Extracted data entries:

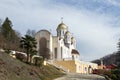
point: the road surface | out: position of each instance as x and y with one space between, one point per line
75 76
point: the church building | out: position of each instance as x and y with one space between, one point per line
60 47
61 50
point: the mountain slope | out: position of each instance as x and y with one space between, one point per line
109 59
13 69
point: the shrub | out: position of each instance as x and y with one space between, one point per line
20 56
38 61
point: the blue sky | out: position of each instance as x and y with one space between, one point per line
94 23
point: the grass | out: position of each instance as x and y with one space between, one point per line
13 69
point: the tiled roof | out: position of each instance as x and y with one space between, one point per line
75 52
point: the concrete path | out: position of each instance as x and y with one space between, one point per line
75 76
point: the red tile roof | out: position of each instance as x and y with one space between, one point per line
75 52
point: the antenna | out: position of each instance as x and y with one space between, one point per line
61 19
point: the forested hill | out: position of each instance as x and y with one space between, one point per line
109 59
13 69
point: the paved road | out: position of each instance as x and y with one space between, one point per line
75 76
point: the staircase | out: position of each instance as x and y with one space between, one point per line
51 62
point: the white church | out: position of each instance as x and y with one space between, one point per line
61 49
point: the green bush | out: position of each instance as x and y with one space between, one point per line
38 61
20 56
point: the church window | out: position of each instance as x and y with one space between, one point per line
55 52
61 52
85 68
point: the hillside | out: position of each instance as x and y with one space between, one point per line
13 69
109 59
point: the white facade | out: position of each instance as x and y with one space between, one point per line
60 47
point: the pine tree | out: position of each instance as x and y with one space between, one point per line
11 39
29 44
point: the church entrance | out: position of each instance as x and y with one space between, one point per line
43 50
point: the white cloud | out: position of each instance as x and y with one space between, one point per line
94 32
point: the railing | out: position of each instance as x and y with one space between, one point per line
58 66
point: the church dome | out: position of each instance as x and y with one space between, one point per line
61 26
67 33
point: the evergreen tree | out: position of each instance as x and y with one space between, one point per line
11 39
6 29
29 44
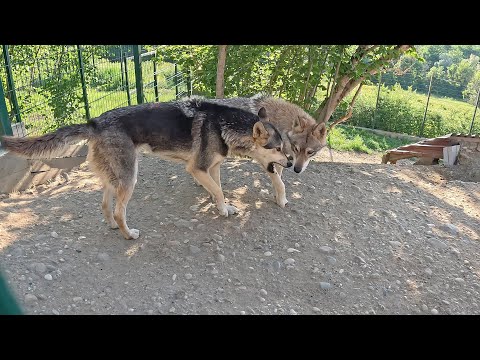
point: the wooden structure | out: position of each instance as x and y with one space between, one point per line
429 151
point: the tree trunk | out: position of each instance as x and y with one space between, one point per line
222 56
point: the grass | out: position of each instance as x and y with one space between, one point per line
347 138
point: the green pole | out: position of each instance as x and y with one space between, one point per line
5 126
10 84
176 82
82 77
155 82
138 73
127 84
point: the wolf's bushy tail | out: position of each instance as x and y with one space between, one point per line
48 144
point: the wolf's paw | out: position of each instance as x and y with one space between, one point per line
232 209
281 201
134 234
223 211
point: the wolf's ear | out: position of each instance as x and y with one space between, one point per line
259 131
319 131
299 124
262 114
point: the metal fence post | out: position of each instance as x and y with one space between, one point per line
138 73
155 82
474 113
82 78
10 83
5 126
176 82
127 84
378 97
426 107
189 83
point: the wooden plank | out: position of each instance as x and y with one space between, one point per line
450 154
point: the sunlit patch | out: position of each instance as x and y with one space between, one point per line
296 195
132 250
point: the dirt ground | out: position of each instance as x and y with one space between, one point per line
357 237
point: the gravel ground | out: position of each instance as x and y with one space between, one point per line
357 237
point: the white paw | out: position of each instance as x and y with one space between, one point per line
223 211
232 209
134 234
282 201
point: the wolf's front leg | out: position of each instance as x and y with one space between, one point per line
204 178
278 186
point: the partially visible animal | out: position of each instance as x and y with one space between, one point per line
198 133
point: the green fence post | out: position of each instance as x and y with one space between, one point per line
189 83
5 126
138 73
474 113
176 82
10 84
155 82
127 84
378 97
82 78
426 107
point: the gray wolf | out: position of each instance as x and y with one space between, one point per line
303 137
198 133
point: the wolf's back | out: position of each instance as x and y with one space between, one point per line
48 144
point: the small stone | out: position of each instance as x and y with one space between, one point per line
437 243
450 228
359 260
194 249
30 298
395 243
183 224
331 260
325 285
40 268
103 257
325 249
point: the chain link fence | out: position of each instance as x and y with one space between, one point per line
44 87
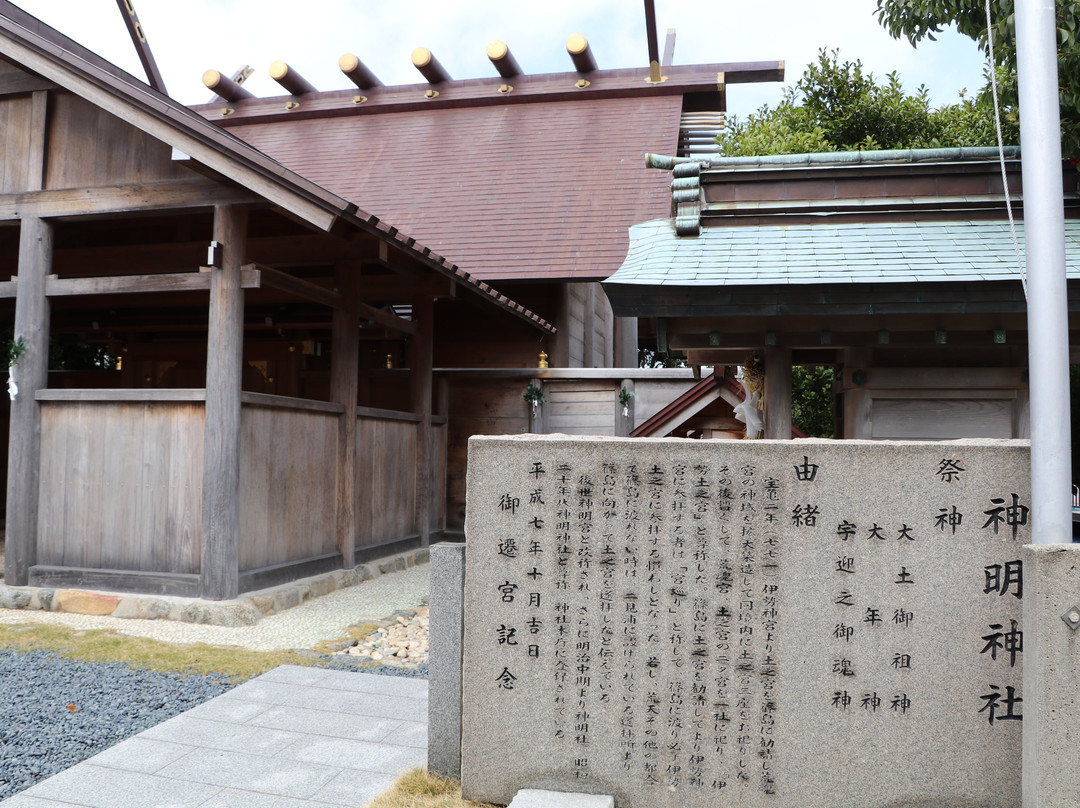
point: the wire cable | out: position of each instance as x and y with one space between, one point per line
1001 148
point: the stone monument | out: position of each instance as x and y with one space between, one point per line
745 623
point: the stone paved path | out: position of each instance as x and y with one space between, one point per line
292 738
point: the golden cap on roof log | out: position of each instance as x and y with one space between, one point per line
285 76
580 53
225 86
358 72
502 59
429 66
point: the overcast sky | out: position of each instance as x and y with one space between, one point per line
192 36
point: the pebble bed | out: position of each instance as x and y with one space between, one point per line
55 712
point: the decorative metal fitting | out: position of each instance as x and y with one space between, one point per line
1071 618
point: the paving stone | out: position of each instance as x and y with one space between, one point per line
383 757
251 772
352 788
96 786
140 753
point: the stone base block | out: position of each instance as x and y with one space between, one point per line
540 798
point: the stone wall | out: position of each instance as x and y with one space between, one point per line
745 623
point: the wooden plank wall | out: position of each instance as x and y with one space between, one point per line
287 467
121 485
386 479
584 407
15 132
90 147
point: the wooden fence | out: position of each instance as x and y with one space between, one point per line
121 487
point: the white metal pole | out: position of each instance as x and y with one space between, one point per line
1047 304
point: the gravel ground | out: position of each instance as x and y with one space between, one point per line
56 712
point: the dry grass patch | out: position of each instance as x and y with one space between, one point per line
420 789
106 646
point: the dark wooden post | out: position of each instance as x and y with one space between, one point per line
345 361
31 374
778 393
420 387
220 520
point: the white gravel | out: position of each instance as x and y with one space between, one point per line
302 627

---

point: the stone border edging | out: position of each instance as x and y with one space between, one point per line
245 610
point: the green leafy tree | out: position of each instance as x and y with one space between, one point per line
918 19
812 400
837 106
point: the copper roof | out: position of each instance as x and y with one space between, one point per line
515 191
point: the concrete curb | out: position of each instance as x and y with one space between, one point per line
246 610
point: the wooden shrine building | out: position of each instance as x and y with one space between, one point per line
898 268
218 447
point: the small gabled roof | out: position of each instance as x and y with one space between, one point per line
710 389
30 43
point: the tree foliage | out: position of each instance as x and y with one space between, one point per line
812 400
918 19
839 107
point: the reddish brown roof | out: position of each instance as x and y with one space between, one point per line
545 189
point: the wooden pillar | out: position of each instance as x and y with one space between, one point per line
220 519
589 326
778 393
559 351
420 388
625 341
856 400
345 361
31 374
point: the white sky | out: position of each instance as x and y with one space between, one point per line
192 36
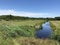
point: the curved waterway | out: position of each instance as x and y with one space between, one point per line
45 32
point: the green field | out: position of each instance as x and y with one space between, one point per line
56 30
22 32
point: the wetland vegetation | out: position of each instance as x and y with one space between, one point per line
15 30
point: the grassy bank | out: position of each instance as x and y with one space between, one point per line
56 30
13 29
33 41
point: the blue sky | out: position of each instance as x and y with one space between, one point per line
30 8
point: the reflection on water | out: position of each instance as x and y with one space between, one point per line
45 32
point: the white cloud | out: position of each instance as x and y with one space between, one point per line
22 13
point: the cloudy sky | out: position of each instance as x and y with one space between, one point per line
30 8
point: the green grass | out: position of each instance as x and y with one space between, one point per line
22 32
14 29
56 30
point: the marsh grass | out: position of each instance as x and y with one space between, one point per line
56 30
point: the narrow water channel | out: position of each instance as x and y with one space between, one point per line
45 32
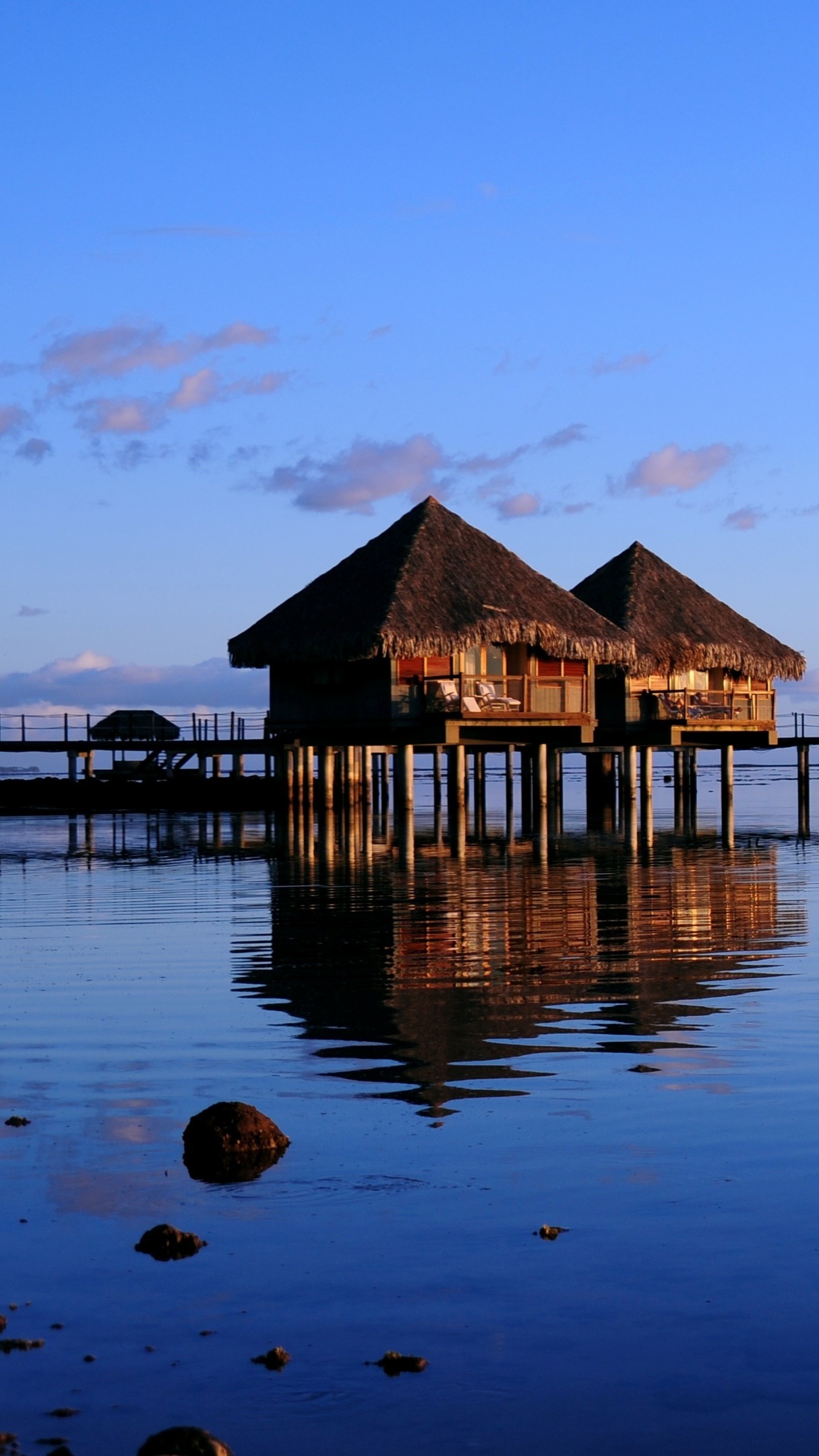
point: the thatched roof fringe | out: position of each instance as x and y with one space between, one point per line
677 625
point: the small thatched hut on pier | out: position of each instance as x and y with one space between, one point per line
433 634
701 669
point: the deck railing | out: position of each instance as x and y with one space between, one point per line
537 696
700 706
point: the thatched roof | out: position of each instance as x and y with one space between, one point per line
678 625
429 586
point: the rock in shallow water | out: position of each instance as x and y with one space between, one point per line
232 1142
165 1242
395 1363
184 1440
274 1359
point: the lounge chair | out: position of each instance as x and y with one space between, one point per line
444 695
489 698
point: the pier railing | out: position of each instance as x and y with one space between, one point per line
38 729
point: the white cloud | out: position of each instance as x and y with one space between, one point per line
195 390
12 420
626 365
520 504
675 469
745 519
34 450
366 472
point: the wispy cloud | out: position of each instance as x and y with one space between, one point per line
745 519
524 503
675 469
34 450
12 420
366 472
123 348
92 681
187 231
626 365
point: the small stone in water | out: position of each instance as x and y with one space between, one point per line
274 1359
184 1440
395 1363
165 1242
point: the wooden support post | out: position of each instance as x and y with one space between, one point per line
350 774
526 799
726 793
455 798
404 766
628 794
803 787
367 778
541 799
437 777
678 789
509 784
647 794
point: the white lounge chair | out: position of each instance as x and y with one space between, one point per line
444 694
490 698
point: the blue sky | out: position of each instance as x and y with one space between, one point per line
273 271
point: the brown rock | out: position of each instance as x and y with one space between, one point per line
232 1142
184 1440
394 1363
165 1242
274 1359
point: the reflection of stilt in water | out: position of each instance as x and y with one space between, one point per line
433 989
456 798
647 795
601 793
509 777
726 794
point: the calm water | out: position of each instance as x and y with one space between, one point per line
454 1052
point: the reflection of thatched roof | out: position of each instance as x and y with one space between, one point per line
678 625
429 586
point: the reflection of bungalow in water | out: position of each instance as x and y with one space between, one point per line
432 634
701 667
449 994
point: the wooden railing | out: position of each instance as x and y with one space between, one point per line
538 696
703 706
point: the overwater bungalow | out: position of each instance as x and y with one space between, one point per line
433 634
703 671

WHAT YOU NEED TO DO :: Filter the data above down to every line that holds the string "lounge", and copy each of those lines.

TASK OUTPUT ::
point: the lounge chair | out: position of each instance as x and y with one space between, one point per line
point: the white lounge chair | out: position of each instance as x and y with one space between, one point per line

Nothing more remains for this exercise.